> [YOUR INSTRUCTIONS]: Continue the article about The Flaming Lips album The Soft Bulletin, starting right after its final sentence.

> [DOCUMENT SEGMENT]:
========
Follow TV Tropes

Following

Music / The Soft Bulletin

Go To

https://static.tvtropes.org/pmwiki/pub/images/softbulletin.png
"Lookin' into space, it surrounds you / Love is the place that you're drawn to..."

The Soft Bulletin is the ninth studio album by The Flaming Lips. Their commercial and critical breakthrough, it was released in 1999 through Warner (Bros.) Records and is widely considered by many to be a career high in the extensive Lips canon, as well as one of the best albums of the decade— if not all time.

The bulk of The Soft Bulletin was recorded in the same sessions as the band's previous album, the four-disc surround sound experiment Zaireeka. Whilst the two are equally ambitious in scope and form, The Soft Bulletin displays a greater emphasis on songcraft and melody, and is thus the more immediately accessible.

Due to its blend of multi-layered, Wall of Sound-style production and poignant, emotional subject matter, critics often pinpoint The Soft Bulletin to being the Spiritual Successor to The Beach Boys album Pet Sounds. The album also acts as a companion piece to Deserter's Songs by Mercury Rev (which Wayne Coyne has acknowledged as a influence): both records were made in the same period, with the same producer on board (Dave Fridmann), and were massive hits at a time when both groups desperately needed them.

The Soft Bulletin is noted for being one of only 12 albums to receive a rare 10 out of 10 fromPitchfork on its initial release. (the same site note  which gave Zaireeka an even rarer zero); it was also ranked third on their list of the top 100 albums of the decade (behind Loveless and OK Computer).
========
Saved data entries:
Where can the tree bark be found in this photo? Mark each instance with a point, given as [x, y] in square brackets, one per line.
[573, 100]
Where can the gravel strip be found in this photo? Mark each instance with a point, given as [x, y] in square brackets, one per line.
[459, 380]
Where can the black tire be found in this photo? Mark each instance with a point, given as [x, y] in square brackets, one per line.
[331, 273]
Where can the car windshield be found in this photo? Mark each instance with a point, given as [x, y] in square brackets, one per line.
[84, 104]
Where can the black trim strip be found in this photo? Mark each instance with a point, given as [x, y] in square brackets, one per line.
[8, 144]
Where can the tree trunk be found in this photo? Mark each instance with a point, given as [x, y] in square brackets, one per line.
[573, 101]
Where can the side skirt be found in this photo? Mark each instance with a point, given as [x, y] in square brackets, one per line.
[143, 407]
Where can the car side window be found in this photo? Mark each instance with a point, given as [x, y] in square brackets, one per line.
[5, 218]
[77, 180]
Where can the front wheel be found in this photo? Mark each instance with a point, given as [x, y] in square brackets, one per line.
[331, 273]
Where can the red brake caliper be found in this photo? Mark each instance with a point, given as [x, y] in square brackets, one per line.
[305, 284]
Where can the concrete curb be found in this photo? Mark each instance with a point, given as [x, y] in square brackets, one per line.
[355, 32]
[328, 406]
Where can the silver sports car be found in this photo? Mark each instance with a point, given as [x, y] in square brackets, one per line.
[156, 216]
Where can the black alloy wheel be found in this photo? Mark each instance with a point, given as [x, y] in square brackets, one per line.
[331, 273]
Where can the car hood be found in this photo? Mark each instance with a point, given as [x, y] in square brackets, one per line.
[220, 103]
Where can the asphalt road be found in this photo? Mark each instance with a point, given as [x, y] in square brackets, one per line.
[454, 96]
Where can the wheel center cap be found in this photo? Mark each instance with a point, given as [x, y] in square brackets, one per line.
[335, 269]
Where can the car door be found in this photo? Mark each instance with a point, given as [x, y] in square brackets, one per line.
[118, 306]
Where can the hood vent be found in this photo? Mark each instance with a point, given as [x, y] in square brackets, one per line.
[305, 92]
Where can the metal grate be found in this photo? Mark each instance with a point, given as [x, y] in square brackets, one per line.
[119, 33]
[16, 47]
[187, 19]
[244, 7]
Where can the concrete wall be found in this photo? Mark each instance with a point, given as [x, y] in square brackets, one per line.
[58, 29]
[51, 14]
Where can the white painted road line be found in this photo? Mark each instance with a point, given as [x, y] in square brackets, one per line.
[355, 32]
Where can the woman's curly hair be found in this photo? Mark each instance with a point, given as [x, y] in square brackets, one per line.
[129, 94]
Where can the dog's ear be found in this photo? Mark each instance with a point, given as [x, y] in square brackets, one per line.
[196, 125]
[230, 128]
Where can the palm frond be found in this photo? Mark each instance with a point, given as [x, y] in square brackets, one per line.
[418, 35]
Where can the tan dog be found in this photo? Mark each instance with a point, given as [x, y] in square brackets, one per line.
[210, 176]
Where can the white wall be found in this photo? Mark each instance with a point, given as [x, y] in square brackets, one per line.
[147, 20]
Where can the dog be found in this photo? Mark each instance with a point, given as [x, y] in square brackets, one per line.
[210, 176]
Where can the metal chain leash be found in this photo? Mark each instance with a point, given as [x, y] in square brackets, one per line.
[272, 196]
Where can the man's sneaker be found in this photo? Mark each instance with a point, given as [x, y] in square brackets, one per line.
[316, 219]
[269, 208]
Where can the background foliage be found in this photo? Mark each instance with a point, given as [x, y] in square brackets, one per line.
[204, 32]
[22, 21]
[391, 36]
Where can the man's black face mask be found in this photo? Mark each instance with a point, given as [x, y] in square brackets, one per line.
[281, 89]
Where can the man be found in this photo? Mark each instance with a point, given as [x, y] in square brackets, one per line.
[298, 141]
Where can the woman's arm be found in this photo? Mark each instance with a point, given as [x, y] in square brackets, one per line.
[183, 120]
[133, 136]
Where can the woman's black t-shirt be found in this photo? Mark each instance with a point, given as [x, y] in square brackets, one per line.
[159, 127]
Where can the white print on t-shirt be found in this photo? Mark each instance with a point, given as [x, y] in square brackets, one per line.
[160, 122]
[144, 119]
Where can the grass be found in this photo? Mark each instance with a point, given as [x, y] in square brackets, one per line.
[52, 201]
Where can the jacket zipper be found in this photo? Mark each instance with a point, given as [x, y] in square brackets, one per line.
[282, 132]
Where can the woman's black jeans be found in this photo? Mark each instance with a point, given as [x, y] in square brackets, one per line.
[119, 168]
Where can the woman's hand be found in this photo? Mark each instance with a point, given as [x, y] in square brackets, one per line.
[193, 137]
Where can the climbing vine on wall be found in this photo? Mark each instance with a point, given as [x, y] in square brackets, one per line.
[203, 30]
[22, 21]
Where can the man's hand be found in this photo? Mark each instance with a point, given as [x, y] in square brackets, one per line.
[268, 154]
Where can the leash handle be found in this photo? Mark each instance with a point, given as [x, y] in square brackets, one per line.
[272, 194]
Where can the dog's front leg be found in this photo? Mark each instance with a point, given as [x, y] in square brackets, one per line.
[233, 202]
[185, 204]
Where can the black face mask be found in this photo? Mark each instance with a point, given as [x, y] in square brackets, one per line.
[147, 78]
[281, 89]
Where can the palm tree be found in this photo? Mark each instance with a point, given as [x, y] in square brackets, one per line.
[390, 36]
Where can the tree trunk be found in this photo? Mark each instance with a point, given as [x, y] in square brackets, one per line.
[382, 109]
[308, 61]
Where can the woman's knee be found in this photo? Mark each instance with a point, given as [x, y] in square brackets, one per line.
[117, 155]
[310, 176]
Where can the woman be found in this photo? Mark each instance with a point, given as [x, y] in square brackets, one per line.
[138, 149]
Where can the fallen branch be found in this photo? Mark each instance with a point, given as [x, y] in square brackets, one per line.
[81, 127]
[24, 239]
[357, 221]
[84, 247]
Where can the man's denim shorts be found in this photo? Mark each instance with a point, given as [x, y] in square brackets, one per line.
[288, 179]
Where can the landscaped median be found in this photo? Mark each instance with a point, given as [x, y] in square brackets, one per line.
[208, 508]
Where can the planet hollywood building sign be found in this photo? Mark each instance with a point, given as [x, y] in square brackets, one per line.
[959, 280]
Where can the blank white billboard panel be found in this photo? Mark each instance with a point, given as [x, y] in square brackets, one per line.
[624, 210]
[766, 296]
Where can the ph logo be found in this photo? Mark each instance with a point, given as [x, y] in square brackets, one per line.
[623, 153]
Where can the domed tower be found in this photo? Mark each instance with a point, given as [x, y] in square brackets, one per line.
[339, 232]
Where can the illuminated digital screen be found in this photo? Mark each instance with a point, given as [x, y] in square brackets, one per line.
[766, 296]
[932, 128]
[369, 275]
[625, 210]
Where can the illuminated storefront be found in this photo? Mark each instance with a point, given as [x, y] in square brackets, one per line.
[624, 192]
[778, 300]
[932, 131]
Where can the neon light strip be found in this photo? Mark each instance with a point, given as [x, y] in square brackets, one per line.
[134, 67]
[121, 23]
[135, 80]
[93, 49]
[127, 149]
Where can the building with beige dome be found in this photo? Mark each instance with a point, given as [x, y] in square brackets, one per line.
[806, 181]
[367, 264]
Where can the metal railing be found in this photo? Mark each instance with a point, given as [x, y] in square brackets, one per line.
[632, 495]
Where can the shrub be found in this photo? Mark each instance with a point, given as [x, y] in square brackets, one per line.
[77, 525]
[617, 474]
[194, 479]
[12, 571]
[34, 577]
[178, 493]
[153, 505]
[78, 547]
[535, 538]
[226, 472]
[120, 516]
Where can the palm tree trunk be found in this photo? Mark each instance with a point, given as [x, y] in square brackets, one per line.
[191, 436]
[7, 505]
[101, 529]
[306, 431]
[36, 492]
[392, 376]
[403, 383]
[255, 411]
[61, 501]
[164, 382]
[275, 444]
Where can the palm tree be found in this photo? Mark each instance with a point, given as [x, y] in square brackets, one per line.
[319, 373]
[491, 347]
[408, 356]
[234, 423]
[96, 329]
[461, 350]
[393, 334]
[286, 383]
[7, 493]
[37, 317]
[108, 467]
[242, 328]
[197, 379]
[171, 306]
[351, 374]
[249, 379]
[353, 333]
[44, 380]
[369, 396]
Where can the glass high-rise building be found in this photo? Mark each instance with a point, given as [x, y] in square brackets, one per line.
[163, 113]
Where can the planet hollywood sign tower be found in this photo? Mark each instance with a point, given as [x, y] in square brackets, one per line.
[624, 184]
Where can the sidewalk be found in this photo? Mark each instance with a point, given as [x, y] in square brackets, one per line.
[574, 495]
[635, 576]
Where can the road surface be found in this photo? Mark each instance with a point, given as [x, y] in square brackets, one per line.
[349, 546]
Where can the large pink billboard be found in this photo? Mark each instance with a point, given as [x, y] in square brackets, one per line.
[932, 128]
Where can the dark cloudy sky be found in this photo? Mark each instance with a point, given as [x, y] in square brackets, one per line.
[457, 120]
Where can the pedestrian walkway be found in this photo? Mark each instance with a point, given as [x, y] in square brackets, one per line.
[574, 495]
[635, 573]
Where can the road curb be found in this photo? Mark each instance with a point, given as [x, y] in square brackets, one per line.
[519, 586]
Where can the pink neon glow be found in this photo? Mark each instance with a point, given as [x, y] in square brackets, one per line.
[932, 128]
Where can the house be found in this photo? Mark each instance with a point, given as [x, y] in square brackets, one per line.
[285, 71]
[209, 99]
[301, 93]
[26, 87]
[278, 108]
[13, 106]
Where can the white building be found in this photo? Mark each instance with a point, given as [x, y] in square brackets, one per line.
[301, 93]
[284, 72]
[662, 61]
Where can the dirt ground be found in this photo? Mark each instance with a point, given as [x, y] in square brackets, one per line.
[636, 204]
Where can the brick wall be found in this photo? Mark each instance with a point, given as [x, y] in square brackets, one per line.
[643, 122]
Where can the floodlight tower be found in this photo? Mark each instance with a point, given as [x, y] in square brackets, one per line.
========
> [EXERCISE ANSWER]:
In 2019, the band released a live version recorded at the Red Rocks Amphitheatre in Colorado; and in 2021 gave it's companion piece, literally called "The Soft Bulletin Companion", a wide release after it was only given to select journalists for the albums original release.


Tracklist

NOTE: On its original release, The Soft Bulletin came out with two different versions for Europe and international audiences. One track was dropped from each version ("The Spiderbite Song" on the former, and "Slow Motion" on the latter), and were tagged with radio-friendly remixes of "Race for the Prize", "Buggin'" (which was never released in its original form til the album was remastered in 5.1 Surround Sound in 2006) and "Waitin' for a Superman" by Peter Mokran. This is the non-altered tracklisting originally intended by the band, which can be found on the 5.1 and vinyl reissues; the order here is reflective of the vinyl release.

LP One

Side One
  1. "Race for the Prize (Sacrifice of the New Scientists)" (4:18)
  2. "A Spoonful Weighs a Ton" (3:32)
  3. "The Spark That Bled (The Softest Bullet Ever Shot)" (5:55)
  4. "The Spiderbite Song" (4:02)

Side Two

  1. "Buggin' (The Buzz of Love is Busy Buggin' You)" (3:22)
  2. "What Is the Light? (An Untested Hypothesis Suggesting That the Chemical [In Our Brains] by Which We Are Able to Experience the Sensation of Being in Love Is the Same Chemical That Caused the "Big Bang" That Was the Birth of the Accelerating Universe)" (4:05)
  3. "The Observer" (4:11)

LP Two

Side Three
  1. "Waitin' for a Superman (Is It Gettin' Heavy??)" (4:17)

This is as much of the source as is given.